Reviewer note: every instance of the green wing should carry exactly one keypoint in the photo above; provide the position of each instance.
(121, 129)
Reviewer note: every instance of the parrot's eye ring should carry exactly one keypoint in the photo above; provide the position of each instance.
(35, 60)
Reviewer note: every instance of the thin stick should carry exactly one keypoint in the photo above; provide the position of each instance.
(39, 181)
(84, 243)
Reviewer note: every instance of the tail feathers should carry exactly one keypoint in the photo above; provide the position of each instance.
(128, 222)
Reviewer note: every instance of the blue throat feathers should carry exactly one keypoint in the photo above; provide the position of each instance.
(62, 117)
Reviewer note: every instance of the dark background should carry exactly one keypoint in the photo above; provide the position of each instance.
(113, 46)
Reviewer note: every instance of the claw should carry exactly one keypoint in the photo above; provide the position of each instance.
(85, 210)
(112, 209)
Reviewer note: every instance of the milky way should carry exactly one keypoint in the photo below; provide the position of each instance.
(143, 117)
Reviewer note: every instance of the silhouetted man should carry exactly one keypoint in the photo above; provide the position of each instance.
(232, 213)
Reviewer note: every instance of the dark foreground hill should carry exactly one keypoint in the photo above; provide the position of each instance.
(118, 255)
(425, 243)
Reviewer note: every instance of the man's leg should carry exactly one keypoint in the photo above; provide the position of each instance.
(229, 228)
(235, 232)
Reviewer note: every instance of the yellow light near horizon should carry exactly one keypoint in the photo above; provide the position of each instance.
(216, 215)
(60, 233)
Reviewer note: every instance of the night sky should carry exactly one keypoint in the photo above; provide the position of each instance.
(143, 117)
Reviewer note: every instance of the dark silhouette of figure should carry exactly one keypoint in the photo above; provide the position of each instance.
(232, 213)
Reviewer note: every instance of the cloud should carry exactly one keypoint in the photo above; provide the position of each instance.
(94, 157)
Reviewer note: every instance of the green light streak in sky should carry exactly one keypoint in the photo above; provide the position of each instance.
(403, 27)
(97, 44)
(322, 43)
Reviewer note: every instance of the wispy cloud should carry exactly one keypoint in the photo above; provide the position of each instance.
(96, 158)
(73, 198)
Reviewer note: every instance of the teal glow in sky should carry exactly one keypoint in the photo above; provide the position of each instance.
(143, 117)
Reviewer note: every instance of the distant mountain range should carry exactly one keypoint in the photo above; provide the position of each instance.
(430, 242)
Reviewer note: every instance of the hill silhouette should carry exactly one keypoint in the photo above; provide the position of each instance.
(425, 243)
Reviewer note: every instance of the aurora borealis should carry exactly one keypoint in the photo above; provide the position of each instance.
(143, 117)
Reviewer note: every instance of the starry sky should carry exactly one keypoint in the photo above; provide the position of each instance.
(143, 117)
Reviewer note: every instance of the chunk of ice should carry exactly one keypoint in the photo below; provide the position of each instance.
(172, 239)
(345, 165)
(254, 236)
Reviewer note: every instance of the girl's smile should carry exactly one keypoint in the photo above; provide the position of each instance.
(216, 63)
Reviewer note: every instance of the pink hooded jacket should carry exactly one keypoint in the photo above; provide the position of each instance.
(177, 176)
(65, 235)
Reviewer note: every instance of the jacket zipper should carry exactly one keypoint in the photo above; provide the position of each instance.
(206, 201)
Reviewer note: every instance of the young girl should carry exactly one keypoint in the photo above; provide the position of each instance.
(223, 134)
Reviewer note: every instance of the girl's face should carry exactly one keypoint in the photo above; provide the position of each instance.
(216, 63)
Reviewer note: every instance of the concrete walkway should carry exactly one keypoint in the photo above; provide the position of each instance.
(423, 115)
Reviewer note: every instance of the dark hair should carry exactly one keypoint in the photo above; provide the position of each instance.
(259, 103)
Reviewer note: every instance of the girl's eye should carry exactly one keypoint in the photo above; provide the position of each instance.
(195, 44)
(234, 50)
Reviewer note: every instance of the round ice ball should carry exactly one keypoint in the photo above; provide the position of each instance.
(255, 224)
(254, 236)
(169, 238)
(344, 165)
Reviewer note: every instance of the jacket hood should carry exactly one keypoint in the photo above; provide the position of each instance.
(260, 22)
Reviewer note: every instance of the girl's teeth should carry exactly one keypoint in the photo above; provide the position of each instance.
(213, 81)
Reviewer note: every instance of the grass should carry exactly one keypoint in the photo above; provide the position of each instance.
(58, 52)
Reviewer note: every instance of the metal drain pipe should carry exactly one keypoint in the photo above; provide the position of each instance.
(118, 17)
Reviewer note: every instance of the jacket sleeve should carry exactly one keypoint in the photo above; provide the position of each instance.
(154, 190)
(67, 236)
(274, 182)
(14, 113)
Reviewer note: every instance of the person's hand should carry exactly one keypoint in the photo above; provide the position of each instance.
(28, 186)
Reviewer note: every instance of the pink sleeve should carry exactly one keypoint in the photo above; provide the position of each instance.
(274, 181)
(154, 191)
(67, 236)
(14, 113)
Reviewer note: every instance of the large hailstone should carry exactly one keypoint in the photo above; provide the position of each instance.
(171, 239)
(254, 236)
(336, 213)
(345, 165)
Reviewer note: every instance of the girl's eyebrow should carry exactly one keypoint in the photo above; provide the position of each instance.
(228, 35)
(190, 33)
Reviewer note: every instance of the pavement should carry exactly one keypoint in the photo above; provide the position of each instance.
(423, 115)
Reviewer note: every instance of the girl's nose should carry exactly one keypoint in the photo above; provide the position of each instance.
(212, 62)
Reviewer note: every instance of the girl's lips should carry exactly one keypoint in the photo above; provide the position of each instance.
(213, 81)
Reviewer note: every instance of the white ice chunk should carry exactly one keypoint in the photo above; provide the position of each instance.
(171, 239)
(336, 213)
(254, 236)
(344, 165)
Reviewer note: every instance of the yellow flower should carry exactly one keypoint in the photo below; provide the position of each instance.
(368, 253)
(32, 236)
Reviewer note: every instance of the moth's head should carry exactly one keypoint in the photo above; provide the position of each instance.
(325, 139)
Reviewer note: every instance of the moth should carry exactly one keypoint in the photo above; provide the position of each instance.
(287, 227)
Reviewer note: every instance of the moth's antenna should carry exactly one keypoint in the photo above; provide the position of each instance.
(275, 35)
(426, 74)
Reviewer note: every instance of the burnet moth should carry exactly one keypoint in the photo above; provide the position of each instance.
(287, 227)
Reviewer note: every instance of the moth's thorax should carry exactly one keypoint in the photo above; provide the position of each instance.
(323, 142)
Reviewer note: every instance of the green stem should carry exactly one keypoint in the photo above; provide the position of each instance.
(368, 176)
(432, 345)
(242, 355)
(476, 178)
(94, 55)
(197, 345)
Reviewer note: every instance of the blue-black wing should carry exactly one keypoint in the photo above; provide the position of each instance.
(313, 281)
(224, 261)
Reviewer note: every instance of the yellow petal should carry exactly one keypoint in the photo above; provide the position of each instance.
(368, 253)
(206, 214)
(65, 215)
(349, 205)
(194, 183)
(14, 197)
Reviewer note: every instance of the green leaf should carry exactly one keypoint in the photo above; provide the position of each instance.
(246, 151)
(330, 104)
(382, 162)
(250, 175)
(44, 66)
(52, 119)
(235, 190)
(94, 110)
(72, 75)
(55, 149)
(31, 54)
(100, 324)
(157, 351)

☆ ☆ ☆ ☆

__Work instruction__: Please reproduce each line above exactly as written.

__Exercise result__:
Reviewer note: every instance of the green wing should carry exactly one keypoint in the photo above; provide the position of each instance.
(121, 129)
Reviewer note: every instance of the parrot's eye ring should carry exactly one keypoint in the photo above; provide the position of each instance.
(35, 60)
Reviewer note: every instance of the thin stick should carry exactly one keypoint in the photo above; provide the position of each instance.
(39, 181)
(84, 243)
Reviewer note: every instance of the tail feathers should carry exactly one keypoint in the photo above; provide the position of each instance.
(128, 222)
Reviewer note: every instance of the blue throat feathers should carry exactly one keypoint in the photo above; provide the position of each instance.
(62, 117)
Reviewer note: every instance of the dark background should carry exactly one keypoint in the photo above; provide the position of each instance.
(113, 46)
Reviewer note: every instance of the claw should carry exactly one keypoint in the photo above; provide the position of each instance.
(85, 210)
(112, 209)
Reviewer note: every instance of the milky way should carry exactly one keypoint in the photo below; provide the position of each instance.
(143, 117)
Reviewer note: every instance of the silhouetted man should carry exactly one keypoint in the photo above; provide the position of each instance.
(232, 213)
Reviewer note: every instance of the dark foreground hill should carry exactly one keypoint in the photo above; provide the position of each instance.
(118, 255)
(425, 243)
Reviewer note: every instance of the man's leg should carry exactly one keypoint in the photo above; provide the position of each instance.
(229, 228)
(235, 232)
Reviewer note: every instance of the yellow light near horizon should carry exactly one keypoint in the photo above; provide the position of each instance.
(216, 215)
(60, 233)
Reviewer note: every instance of the night sky should carry exactly one keypoint in the photo above; provide the position of each instance.
(143, 117)
Reviewer note: every instance of the dark silhouette of figure should carry exactly one keypoint in the photo above; provide the position of each instance.
(232, 213)
Reviewer note: every instance of the cloud should carry exactly one keypoint in the photo above; provide the position of each instance.
(94, 157)
Reviewer note: every instance of the green light streak in sky should carry exactly one keypoint in the photo above; provide the position of each instance.
(403, 27)
(97, 44)
(322, 43)
Reviewer note: every instance of the wispy cloud should carry exactly one keypoint in the photo above; provide the position of each instance.
(96, 158)
(73, 198)
Reviewer note: every instance of the teal glow in sky should carry exactly one keypoint in the photo above; provide the position of each instance.
(143, 117)
Reviewer note: every instance of the distant mountain range should carry exactly one keypoint in the photo above; provide the position of each instance.
(430, 242)
Reviewer note: every instance of the hill silhouette should carry exactly one keypoint in the photo above; provide the position of each instance.
(425, 243)
Reviewer note: every instance of the aurora borealis should carry exactly one keypoint in the photo above; provide the position of each instance.
(143, 117)
Reviewer note: every instance of the starry sky should carry exactly one keypoint in the photo above; provide the position of each instance.
(143, 117)
Reviewer note: every instance of the chunk of ice should carry exactly one keypoint in the photo below; provide the position of each instance.
(172, 239)
(345, 165)
(254, 236)
Reviewer note: every instance of the girl's smile should carry exactly one keypoint in the photo above; provide the position of each instance.
(216, 63)
Reviewer note: every instance of the pink hooded jacket should carry exactly one keypoint in the photo above; provide the position of each instance.
(177, 176)
(65, 235)
Reviewer note: every instance of the jacket zipper should carry exactly one keypoint in the photo above; provide the position of each instance.
(206, 201)
Reviewer note: every instance of the young girl should carry exactly one keypoint in the photo above; provide the position of each instance.
(223, 134)
Reviewer note: every instance of the girl's face should carry exactly one keypoint in the photo above; provide the position of each instance.
(216, 63)
Reviewer note: every instance of the concrete walkway should carry exactly one keypoint in the photo above; provide the position of each instance.
(423, 115)
Reviewer note: every instance of the dark hair should carry exactly one keypoint in the photo above; provide the position of each instance.
(259, 103)
Reviewer note: every instance of the girl's eye should carry exactly one keypoint in the photo above; provide the position of each instance.
(195, 44)
(234, 50)
Reviewer note: every instance of the round ice ball should carry exactly one keypoint in the photo above; provide the position of each instance.
(255, 224)
(254, 236)
(169, 238)
(344, 165)
Reviewer note: every instance of the jacket hood should carry exactly one keypoint in the photo above; provide the position of each instance.
(260, 22)
Reviewer note: every instance of the girl's teeth should carry exactly one keypoint in the photo above; provide the position of each instance.
(213, 81)
Reviewer note: every instance of the grass should carry exactly one keypoint in the photo above; provide the position of each instance.
(58, 52)
Reviewer note: every instance of the metal drain pipe should carry exactly one keypoint in the photo above; provide the position of each instance.
(118, 17)
Reviewer note: every instance of the jacket sleeve should carry exactly one keypoint in the photo above; provide the position of each instance.
(154, 190)
(67, 236)
(274, 182)
(14, 113)
Reviewer note: every instance of the person's hand should carry exactly one keypoint in the photo above; provide the position of each instance.
(28, 186)
Reviewer note: every instance of the pink sleeve should carry exactly one keypoint in the photo above; provide the position of each instance.
(274, 181)
(154, 191)
(67, 236)
(14, 113)
Reviewer note: every instance of the large hailstone should carry exactly one keypoint in the photo above; provide the position of each instance.
(171, 239)
(254, 236)
(336, 213)
(345, 165)
Reviewer note: every instance of the girl's eyebrow should carry exactly one keypoint in the photo above; provide the position of each instance.
(228, 35)
(190, 33)
Reviewer note: every instance of the pavement should carry exactly one keypoint in the photo above; provide the position of each instance.
(423, 115)
Reviewer note: every instance of the girl's nose should carry exactly one keypoint in the photo above; provide the position of each instance.
(212, 62)
Reviewer note: every instance of the girl's lips should carry exactly one keypoint in the photo above; provide the position of each instance.
(213, 81)
Reviewer note: every instance of the white ice chunk should carry exactly one keypoint in the photo above; provide the position of each instance.
(171, 239)
(336, 213)
(254, 236)
(344, 165)
Reviewer note: every instance of the yellow flower should carry exactly one keypoint in the photo below; provide the position of each instance.
(368, 253)
(32, 236)
Reviewer note: every instance of the moth's head should carry exactly one keypoint in the photo above; provide the position of each instance.
(325, 139)
Reviewer note: every instance of the moth should carry exactly one keypoint in the photo above; provide the position of each instance.
(287, 227)
Reviewer note: every instance of the moth's antenna should carry exactly one keypoint in the photo above; provide the position of each instance.
(275, 35)
(426, 74)
Reviewer note: every instance of the burnet moth should carry exactly one keypoint in the photo above; provide the position of each instance.
(287, 227)
Reviewer note: every instance of the moth's thorax should carry exactly one keypoint in the photo above; provide the position of each instance.
(323, 142)
Reviewer note: every instance of the green stem should carry exactly one keypoint in the photo above; provide the position of each instance.
(368, 176)
(432, 345)
(242, 355)
(476, 178)
(94, 55)
(197, 345)
Reviewer note: every instance of the blue-black wing should carry exactly one keypoint in the photo above; provide the position of each instance.
(313, 281)
(224, 261)
Reviewer note: every instance of the yellow petal should carry exactly one keypoint in the photo above; provide the position of each instance.
(368, 253)
(206, 214)
(65, 215)
(349, 205)
(194, 183)
(14, 197)
Reviewer note: every instance of the green leaf should carry exactly one keypoint in the photo above; provide the position of each instance.
(246, 151)
(330, 104)
(382, 162)
(250, 175)
(44, 66)
(52, 119)
(235, 190)
(94, 110)
(72, 75)
(55, 149)
(31, 54)
(100, 324)
(157, 351)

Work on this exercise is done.